Records on locating named things:
# # # # #
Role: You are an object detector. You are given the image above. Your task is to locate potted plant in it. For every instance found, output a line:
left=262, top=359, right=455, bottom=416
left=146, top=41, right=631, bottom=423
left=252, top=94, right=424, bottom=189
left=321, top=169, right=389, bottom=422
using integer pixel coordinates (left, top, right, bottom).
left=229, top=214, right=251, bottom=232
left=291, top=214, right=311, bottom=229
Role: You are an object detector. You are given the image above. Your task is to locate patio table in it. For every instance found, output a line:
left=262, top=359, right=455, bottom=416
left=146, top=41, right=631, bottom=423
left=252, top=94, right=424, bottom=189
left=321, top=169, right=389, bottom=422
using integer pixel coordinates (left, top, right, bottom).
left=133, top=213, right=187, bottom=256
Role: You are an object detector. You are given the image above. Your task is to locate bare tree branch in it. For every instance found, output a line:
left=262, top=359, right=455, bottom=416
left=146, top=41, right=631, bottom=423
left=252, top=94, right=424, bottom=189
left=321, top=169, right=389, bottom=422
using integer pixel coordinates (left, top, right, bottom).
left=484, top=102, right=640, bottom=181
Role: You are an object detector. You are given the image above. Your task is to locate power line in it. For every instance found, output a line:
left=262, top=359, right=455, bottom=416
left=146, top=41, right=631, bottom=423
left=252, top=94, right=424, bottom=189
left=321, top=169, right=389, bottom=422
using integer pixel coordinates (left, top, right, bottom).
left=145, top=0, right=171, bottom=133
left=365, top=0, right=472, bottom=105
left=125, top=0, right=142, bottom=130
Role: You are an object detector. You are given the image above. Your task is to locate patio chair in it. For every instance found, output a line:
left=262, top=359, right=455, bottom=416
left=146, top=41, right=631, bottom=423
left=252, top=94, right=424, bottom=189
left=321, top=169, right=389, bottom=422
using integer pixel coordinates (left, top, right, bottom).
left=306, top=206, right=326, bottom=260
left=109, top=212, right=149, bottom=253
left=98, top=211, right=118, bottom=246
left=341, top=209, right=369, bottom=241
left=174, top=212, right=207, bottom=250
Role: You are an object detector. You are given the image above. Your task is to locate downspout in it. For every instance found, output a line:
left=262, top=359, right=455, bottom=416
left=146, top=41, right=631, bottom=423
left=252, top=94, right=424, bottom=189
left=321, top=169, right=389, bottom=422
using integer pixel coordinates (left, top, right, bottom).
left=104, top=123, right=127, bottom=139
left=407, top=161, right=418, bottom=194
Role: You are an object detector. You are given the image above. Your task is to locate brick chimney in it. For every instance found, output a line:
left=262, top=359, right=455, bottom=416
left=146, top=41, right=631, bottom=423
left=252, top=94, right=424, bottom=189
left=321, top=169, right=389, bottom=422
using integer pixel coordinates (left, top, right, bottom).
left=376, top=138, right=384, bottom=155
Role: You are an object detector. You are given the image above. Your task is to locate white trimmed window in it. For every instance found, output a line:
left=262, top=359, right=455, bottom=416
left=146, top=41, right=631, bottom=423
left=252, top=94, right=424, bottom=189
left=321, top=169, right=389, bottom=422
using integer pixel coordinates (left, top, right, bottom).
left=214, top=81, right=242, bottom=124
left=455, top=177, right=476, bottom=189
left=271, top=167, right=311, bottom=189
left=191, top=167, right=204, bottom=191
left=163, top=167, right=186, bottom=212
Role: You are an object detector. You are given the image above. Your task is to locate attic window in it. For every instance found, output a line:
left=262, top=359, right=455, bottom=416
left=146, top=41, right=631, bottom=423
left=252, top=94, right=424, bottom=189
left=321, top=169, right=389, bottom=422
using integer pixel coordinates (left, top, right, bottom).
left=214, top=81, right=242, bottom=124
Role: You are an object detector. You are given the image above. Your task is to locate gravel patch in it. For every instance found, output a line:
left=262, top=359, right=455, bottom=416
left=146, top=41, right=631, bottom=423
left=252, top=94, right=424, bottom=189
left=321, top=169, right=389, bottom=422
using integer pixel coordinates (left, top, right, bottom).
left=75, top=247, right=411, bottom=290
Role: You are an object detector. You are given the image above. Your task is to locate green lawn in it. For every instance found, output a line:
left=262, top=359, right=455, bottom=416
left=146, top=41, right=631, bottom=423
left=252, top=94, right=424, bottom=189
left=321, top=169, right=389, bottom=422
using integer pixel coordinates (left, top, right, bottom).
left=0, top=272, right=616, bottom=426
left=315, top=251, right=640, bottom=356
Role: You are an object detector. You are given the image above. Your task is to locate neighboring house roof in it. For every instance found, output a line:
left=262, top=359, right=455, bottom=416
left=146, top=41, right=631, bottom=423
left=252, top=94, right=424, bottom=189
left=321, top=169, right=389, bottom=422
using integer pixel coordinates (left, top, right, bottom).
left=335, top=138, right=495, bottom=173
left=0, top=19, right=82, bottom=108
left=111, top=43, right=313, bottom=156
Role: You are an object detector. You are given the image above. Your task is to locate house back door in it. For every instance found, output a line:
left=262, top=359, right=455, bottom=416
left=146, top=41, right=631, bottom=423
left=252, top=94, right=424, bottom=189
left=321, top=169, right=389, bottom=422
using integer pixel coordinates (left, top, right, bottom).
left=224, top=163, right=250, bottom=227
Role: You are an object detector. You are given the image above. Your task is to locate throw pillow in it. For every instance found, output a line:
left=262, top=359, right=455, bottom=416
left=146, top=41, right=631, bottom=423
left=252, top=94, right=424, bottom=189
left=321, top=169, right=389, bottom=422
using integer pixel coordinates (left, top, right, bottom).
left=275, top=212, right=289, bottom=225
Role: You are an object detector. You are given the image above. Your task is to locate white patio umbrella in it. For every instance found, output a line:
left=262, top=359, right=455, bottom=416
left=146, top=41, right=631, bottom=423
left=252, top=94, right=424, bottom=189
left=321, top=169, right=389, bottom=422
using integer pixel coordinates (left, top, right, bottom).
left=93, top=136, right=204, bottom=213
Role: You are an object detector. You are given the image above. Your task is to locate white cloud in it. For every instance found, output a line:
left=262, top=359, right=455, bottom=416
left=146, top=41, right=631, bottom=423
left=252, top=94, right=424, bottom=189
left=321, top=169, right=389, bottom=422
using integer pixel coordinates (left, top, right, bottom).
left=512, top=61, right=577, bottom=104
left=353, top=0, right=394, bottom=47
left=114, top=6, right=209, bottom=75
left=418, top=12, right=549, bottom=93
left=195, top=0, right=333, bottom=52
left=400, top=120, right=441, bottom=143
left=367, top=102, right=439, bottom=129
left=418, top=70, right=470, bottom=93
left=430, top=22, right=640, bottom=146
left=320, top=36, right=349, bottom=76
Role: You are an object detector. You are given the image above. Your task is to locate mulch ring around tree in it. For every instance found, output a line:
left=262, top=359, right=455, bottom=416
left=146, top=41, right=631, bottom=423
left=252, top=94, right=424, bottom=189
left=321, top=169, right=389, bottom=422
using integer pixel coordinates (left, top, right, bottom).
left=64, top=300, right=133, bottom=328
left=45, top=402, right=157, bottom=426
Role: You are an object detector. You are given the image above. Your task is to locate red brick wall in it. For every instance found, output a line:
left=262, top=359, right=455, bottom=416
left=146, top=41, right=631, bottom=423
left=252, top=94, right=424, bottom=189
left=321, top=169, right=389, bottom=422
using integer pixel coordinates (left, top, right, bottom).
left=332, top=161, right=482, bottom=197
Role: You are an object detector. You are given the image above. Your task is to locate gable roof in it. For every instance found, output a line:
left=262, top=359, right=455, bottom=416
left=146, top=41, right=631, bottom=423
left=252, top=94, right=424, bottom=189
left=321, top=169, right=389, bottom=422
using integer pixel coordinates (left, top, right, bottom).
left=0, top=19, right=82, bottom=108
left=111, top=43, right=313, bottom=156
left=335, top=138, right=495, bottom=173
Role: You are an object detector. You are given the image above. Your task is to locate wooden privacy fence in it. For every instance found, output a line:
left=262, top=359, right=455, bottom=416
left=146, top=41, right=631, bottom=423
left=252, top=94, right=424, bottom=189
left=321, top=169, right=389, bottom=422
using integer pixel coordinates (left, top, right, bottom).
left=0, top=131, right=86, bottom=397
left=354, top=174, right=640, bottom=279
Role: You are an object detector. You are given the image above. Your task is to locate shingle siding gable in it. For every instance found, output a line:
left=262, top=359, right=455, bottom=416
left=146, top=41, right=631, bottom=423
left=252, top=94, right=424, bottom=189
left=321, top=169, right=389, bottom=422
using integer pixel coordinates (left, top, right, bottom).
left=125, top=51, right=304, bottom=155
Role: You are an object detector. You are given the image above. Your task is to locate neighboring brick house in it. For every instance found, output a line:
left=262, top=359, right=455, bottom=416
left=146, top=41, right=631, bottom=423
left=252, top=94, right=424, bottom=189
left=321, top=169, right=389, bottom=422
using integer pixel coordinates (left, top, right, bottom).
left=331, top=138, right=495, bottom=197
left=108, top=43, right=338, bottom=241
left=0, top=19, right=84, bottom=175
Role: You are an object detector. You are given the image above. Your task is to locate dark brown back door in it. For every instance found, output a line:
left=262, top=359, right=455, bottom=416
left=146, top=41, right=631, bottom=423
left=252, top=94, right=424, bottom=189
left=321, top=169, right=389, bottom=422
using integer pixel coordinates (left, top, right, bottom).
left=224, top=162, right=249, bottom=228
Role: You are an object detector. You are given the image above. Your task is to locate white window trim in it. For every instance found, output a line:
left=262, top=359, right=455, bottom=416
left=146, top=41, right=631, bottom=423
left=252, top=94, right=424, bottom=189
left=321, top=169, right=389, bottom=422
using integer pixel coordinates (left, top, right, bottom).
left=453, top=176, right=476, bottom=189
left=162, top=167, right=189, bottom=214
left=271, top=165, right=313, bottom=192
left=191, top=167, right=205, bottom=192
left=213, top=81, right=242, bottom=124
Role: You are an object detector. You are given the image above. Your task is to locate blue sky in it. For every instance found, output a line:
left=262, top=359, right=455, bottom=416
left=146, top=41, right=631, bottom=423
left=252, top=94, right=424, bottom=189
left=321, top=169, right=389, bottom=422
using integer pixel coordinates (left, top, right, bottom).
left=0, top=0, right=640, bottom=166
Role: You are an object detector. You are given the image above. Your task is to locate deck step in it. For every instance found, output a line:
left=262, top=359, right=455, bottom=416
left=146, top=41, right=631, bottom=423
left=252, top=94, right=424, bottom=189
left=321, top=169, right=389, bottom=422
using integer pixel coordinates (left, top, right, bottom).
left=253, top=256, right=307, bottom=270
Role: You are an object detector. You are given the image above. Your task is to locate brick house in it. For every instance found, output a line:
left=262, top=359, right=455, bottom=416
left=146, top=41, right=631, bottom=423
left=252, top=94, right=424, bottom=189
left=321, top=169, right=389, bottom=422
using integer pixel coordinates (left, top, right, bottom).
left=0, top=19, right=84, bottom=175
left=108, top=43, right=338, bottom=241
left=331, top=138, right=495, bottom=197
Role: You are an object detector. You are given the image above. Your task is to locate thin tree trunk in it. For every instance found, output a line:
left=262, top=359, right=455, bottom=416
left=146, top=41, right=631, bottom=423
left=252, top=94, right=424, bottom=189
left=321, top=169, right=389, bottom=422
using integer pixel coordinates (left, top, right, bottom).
# # # # #
■ **Given instruction**: Render the records from the line with "to locate mulch" up to and including the line with "left=45, top=402, right=157, bottom=426" as a two-column CSV with the columns text and answer. Give one row per record, with the record's text and its answer each in one quoted field and line breaks turned into spaces.

■ **Result of this exercise**:
text,answer
"Role: You are an object detector. You are given the image above. Your task is to locate mulch ring around tree in it. For every instance found, output a line: left=262, top=359, right=455, bottom=416 left=146, top=41, right=631, bottom=423 left=252, top=94, right=424, bottom=189 left=321, top=169, right=389, bottom=422 using integer pixel coordinates (left, top, right, bottom).","left=64, top=300, right=133, bottom=328 left=45, top=402, right=157, bottom=426"